• **Trecho do documento**:
◇ ◇ ◇

"O Folclore Negro do Brasil", de Arthur Ramos, ajudou a criar o mito do brasileiro tolerante
MARIA CLEMENTINA CUNHA
No início do século 20, os intelectuais estavam longe do tipo de especialização que conhecemos. O psiquiatra alagoano Arthur Ramos, formado pela Escola de Medicina da Bahia, acabou por tornar-se um dos patronos das ciências sociais, que, então, se instituíam no Brasil.
Nada a estranhar: nos anos 1930, a psiquiatria estava preocupada com os temas da eugenia e da higiene mental e se via impelida a refletir sobre a sociedade e a cultura.
Muitos de seus teóricos se inclinaram na direção do fascismo, mas havia exceções.
Arthur Ramos, que integrou o conselho editorial de uma das revistas do Partido Comunista Brasileiro, foi um desses progressistas que, preocupados com a identidade e o futuro do país, buscavam intervenção "científica" nos destinos da nação.
Publicado em 1935, "O Folclore Negro do Brasil" se insere em uma obra vasta, dividida entre a questão dos negros no Brasil e nas Américas e as pautas da velha psiquiatria "preventiva".
Debate internacional
Longe de constituírem campos distintos, as duas vertentes estavam perfeitamente integradas nas preocupações do autor.
Hoje, podemos sentir um certo cheiro de mofo ao abrir o volume, sobretudo por conta de velhos conceitos como "sobrevivências", "inconsciente coletivo", "sincretismo" ou "pureza primitiva".

◇ ◇ ◇

• **Enunciado da tarefa 1**:
Relacione os velhos conceitos que, segundo o trecho do documento, dão ao volume de Arthur Ramos um certo cheiro de mofo.
• **Enunciado da tarefa 2**:
De acordo com o trecho do documento, por que não causa estranheza que o psiquiatra Arthur Ramos tenha se tornado um dos patronos das ciências sociais no Brasil?

◇ ◇ ◇

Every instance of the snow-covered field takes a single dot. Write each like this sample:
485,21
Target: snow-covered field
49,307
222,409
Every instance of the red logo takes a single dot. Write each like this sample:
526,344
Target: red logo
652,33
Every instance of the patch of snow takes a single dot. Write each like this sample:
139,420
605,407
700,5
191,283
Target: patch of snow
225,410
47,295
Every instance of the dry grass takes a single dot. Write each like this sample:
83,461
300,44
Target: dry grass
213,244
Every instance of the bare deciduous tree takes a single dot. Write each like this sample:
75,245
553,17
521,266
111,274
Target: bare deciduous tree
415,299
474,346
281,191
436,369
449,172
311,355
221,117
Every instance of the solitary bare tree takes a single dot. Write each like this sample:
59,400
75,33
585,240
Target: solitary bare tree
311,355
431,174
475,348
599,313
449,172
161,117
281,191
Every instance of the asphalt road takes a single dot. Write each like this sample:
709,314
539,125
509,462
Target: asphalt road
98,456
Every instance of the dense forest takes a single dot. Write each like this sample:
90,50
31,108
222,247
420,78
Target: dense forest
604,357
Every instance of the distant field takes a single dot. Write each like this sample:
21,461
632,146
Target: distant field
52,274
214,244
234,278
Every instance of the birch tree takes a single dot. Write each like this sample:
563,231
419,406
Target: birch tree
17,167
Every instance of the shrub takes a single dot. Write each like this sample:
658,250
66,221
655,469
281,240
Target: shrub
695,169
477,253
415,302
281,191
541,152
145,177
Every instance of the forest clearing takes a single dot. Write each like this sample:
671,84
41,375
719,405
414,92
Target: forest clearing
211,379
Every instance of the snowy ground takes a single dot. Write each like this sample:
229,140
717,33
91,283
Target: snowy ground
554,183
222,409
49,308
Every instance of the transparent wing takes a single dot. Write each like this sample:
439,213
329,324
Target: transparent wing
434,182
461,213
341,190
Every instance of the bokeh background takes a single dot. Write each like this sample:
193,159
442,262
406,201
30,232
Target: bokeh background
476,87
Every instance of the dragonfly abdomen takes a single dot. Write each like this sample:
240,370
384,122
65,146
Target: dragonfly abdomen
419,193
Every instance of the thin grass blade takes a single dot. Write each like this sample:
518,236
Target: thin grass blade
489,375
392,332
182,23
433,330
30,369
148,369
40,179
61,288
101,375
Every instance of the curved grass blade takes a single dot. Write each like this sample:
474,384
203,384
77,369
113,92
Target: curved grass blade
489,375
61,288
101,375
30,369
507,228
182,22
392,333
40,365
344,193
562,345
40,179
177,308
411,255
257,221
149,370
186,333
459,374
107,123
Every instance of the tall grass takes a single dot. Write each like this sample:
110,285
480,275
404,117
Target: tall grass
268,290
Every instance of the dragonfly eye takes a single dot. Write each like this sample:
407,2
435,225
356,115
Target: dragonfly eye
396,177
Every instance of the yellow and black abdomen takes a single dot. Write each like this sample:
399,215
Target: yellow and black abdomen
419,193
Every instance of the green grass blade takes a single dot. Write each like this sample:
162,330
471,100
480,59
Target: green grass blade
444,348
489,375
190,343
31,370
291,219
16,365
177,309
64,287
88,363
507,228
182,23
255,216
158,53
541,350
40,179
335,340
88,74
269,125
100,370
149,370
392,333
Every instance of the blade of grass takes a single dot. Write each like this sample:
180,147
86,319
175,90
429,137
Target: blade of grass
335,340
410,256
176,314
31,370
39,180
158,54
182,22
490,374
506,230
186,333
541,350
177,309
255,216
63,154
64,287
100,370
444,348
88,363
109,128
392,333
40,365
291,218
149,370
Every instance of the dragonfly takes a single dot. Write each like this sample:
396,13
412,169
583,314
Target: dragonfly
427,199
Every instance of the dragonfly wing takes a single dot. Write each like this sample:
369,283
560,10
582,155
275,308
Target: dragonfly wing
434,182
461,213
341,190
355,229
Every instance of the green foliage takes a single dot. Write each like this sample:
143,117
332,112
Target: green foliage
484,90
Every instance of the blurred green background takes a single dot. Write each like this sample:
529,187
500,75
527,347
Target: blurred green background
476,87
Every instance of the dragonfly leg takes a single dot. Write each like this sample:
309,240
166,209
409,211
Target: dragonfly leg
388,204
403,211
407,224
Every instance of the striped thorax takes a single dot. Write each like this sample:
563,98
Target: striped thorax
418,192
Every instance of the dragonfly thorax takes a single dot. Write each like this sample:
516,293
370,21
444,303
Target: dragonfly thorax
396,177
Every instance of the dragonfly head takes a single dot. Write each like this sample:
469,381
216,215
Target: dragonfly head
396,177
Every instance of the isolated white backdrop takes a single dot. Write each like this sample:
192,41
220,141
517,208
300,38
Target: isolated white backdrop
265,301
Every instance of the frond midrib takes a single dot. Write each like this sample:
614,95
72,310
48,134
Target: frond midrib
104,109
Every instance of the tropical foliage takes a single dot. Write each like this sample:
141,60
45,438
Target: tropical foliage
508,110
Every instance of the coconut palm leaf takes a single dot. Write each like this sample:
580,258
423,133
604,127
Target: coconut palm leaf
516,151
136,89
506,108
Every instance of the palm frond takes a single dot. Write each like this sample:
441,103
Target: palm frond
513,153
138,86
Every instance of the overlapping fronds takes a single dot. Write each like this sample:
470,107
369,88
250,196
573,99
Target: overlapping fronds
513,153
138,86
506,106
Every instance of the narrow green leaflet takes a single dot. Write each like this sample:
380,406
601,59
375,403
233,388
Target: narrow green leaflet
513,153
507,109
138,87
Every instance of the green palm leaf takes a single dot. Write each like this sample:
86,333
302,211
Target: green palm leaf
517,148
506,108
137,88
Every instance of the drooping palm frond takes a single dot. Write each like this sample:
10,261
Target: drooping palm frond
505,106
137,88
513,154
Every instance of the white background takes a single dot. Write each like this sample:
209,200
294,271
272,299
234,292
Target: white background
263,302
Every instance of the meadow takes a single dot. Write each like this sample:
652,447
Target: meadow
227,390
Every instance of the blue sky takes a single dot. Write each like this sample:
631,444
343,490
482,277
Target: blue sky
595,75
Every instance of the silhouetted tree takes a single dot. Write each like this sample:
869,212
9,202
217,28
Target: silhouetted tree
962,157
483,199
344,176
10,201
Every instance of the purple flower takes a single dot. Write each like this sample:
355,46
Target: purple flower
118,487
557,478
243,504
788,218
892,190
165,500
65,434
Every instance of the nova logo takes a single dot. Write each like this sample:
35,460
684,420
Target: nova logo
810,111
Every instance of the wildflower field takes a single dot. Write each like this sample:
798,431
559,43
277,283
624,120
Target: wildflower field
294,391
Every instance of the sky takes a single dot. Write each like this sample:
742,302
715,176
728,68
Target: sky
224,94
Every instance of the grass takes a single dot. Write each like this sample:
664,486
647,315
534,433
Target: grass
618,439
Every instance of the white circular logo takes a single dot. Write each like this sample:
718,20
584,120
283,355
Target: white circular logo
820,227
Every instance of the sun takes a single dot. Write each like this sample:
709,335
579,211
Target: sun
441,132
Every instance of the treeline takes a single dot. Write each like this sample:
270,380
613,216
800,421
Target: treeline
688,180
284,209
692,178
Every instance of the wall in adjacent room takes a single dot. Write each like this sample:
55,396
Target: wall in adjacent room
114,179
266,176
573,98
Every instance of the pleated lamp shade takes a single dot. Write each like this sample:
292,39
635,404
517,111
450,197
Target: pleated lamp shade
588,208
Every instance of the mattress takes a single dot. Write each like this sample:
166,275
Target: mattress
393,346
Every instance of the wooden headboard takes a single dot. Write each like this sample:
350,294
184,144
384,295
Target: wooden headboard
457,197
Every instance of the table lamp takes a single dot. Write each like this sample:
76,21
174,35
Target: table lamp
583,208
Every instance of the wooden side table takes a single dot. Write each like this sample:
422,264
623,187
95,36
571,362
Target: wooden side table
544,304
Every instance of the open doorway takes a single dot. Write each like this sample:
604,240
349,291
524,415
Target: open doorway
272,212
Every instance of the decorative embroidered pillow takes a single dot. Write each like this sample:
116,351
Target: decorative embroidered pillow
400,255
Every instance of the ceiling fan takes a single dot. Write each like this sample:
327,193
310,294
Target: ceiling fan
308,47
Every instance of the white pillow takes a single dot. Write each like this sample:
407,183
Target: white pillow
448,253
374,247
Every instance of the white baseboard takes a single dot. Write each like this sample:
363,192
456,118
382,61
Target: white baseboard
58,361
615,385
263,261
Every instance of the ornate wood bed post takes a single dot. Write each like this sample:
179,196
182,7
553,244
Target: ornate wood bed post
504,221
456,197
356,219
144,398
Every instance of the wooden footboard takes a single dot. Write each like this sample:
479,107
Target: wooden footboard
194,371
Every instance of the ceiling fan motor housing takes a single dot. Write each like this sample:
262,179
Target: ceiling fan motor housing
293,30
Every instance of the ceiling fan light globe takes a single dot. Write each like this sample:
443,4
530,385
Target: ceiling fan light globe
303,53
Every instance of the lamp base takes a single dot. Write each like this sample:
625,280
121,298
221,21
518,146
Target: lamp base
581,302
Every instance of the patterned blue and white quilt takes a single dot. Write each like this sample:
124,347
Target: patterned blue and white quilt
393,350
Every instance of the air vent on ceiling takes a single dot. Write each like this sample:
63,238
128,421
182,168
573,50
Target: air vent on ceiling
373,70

◇ ◇ ◇

• **Resposta da tarefa 1**:
"sobrevivências", "inconsciente coletivo", "sincretismo", "pureza primitiva"

• **Resposta da tarefa 2**:
No início do século 20, os intelectuais estavam longe do tipo de especialização que conhecemos. Além disso, nos anos 1930, a psiquiatria estava preocupada com os temas da eugenia e da higiene mental e se via impelida a refletir sobre a sociedade e a cultura.